▶ Passage
━━━━━━━━━━━━━━━━━━━━━━━━━━━━━━

Salt marshes to fight climate change

Salt marshes to fight climate change

Climate change is upon us, and the urgency to act against it has never been so high. The ever-increasing emission of carbon dioxide over the past century must be reversed and has become a global priority. The sea level is rising, and the frequency and intensity of extreme weather events are increasing, putting our shorelines and coastal communities at increased risk of flooding. Marine coastal ecosystems are vital for human health and well-being for all the services they provide to people, from food provision to coastal protection and more. Salt marshes are coastal wetlands flooded and drained by salt water brought in by the tides that occur worldwide, particularly in middle to high latitudes. As a marine and coastal ecosystem, they are excellent habitats for climate change adaptation and mitigation, and here is why.

━━━━━━━━━━━━━━━━━━━━━━━━━━━━━━

▶ Data rows
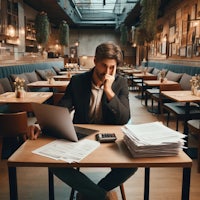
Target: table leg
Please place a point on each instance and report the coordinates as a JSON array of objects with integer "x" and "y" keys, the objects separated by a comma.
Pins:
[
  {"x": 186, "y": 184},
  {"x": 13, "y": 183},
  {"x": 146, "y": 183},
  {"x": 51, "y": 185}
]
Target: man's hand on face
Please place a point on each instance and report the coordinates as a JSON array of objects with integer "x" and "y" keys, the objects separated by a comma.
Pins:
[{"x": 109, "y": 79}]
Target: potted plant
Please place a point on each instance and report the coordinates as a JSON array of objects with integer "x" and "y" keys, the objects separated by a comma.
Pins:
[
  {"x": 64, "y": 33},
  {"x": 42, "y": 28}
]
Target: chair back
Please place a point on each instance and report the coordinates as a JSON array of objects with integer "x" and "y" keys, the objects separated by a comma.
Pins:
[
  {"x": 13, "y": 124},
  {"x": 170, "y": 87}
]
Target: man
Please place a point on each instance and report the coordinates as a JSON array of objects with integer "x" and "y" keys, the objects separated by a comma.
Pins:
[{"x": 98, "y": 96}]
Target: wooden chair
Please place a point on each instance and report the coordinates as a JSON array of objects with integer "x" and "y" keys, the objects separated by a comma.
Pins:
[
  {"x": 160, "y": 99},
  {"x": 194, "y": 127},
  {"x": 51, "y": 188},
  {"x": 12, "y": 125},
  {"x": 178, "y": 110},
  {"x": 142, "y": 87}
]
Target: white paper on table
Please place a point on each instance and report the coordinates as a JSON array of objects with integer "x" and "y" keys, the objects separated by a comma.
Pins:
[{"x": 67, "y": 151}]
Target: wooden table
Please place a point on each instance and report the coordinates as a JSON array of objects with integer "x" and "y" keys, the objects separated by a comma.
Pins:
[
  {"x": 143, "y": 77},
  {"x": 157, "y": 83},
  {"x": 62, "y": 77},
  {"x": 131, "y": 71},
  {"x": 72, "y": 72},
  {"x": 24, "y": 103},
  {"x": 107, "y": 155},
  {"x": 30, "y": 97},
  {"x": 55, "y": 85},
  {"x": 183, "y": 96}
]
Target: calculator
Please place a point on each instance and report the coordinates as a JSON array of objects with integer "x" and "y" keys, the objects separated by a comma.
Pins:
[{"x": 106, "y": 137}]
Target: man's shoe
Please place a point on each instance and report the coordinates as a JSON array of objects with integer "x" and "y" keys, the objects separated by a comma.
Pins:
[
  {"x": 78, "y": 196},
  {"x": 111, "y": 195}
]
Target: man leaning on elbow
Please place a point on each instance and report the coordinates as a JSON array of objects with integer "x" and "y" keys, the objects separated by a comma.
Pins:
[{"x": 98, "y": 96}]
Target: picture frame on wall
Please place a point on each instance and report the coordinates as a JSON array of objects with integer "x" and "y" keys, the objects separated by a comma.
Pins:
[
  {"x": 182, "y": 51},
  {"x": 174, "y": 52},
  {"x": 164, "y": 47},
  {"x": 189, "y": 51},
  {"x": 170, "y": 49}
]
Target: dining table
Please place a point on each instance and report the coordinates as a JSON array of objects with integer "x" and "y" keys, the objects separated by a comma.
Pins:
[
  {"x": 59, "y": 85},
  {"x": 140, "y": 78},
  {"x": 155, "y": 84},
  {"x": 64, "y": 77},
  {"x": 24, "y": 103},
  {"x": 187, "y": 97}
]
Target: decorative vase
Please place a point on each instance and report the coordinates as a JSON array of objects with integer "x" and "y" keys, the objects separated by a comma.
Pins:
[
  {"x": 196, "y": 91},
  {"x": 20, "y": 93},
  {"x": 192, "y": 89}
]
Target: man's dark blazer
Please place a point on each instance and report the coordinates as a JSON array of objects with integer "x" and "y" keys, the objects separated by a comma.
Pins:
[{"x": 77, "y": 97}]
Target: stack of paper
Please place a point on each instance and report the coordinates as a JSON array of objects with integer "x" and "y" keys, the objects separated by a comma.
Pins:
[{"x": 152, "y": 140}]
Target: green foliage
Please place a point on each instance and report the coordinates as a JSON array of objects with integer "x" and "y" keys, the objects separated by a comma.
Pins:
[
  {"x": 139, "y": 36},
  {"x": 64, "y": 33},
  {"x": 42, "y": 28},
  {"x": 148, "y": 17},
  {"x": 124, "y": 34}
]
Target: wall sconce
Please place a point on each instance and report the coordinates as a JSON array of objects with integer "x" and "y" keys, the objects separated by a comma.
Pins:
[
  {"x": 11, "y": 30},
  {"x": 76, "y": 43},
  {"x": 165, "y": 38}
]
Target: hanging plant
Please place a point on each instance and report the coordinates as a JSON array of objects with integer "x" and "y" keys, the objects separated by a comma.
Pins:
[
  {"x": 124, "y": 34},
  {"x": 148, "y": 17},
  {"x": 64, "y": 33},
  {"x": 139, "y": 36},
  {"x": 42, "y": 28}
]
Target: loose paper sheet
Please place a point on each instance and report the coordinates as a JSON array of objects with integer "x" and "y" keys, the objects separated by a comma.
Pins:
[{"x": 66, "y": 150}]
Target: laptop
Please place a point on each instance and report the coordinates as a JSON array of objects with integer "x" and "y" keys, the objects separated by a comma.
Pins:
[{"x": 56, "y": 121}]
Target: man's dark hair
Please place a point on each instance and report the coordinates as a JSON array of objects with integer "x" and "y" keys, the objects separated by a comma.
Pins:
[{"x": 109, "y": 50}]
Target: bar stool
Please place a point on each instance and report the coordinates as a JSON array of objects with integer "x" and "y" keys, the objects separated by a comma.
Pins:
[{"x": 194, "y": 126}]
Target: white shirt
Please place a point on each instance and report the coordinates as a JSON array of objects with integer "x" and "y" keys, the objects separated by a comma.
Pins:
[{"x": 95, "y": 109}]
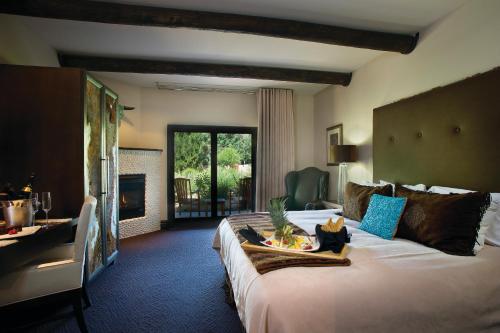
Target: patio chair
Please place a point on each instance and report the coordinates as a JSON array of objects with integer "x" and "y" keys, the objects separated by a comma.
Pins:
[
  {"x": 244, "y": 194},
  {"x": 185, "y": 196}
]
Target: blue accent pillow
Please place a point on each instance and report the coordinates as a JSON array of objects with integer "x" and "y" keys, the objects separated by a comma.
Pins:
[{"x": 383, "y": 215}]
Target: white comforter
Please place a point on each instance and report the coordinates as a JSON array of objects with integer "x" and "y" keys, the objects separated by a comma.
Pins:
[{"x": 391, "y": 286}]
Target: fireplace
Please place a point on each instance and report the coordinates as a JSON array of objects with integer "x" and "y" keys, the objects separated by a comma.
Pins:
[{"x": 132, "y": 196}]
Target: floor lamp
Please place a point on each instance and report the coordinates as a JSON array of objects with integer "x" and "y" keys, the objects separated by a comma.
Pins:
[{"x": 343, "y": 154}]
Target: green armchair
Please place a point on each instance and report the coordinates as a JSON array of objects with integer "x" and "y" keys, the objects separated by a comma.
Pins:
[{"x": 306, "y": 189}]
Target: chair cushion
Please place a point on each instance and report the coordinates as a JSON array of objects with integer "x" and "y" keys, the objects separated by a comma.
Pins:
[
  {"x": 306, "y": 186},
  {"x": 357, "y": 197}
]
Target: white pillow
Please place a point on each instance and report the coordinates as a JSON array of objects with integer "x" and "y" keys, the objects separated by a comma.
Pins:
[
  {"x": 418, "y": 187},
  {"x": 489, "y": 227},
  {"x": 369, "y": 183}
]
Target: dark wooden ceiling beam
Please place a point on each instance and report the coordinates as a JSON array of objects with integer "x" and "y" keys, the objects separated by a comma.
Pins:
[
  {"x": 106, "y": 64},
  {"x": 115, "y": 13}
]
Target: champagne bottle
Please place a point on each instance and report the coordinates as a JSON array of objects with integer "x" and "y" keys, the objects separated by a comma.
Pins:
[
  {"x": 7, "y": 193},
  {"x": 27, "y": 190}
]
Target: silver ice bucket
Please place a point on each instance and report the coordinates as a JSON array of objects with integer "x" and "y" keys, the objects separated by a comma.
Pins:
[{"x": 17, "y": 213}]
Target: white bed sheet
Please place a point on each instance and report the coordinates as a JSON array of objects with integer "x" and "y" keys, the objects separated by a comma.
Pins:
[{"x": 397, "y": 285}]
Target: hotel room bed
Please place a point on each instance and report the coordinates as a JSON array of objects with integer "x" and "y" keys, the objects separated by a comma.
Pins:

━━━━━━━━━━━━━━━━━━━━━━━━━━━━━━

▶ Exercise description
Does each statement agree with the salt marsh text? Answer yes or no for each, and quote the words of the text that decide it.
(a) Salt marshes are flooded and drained by fresh water from rivers.
(b) Salt marshes occur particularly in middle to high latitudes.
(c) The frequency of extreme weather events is decreasing.
The data above is separate from the salt marsh text.

▶ Worked solution
(a) No: "flooded and drained by salt water brought in by the tides"
(b) Yes: "particularly in middle to high latitudes"
(c) No: "the frequency and intensity of extreme weather events are increasing"